EXERCISE SET:
a) According to the sestina blog post, how many end words were to be chosen from the list?
b) Rewrite the part of the sestina blog post starting at "Nevertheless, she persisted." and ending at "ruin our day.", swapping "boardwalk" for "beach".
c) Summarize the sestina blog post in two sentences.

───── DOCUMENT TEXT

{pf: the p7 & the sestina scourge}

Okay, so maybe “scourge” was dramatic, but this, y’all, has been… just about impossible.

Don’t get me wrong – every month, I adore the challenge of pitting myself against a poetic form, but the sestina and me… we’ve just never managed to do more than approach a strained détente and limp back to our respective corners to lick our wounds.

The form… just… repeats a word. Not a whole phrase, a word. That should be no harder than a pantoum or a villanelle, right? And yet, because of the length, perhaps, or the lack of rhyming, the tetrameter, or perhaps the specific order of the word repetitions… well, for whatever reason, it just seems much harder. The list of end words from which we were to choose six seemed fine at first – nothing wrong with face, down, mirror, ground, prism, prison, block, bend, wishes, beam, string, or blade, but eventually they were too concrete, too unwieldy, too… blah, blah, blah. Something.

Add to that, a creeping horror over the vast and terrible fires consuming my home state and my adopted country while suffering a soul-sucking loss of faith in humanity from the decay rate of our disintegrating Republic, bleak discouragement over a new diagnosis which might lead to surgery, generalized introvert anxiety over house guests, as well as the stomach ‘flu in the SUMMER, and you may well understand that my mental state was not all that it might have been for the construction of this poem.

Nevertheless, she persisted.

With locked jaw and gritted teeth. Scowling fiercely.

Won’t you celebrate with me? I’m still here. Still. Here. Dang. It.

As are my sisters Tricia, and Laura, and Sara, — as well as Kelly, Liz, and Andi, though those three are down at the boardwalk just now. Through packing and moves and trips and illnesses and too many meetings and family – still here. The battle this month is to those who finish, no matter when it happens. Slog on, ladies.

Here’s mud in the eye of all the things trying to ruin our day.

──────────
───── RECORD EXCERPTS

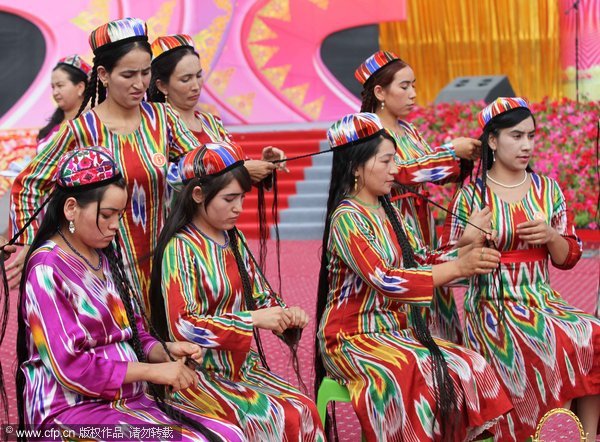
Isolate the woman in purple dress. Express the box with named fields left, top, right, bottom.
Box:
left=11, top=147, right=244, bottom=441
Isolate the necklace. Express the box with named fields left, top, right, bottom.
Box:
left=350, top=196, right=381, bottom=210
left=485, top=171, right=527, bottom=189
left=57, top=229, right=102, bottom=272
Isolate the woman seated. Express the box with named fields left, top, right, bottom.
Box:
left=315, top=113, right=511, bottom=441
left=443, top=97, right=600, bottom=441
left=150, top=142, right=324, bottom=441
left=16, top=147, right=244, bottom=441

──────────

PER-TASK OUTPUTS:
a) Six end words were to be chosen from the list.

b)
Nevertheless, she persisted.

With locked jaw and gritted teeth. Scowling fiercely.

Won’t you celebrate with me? I’m still here. Still. Here. Dang. It.

As are my sisters Tricia, and Laura, and Sara, — as well as Kelly, Liz, and Andi, though those three are down at the beach just now. Through packing and moves and trips and illnesses and too many meetings and family – still here. The battle this month is to those who finish, no matter when it happens. Slog on, ladies.

Here’s mud in the eye of all the things trying to ruin our day.

c) The writer enjoys the monthly challenge of a poetic form but found the sestina nearly impossible, partly because the list of end words eventually felt too concrete and unwieldy. Despite fires, a new diagnosis, anxiety over house guests and stomach flu, the writer persisted and celebrates still being here alongside fellow writers.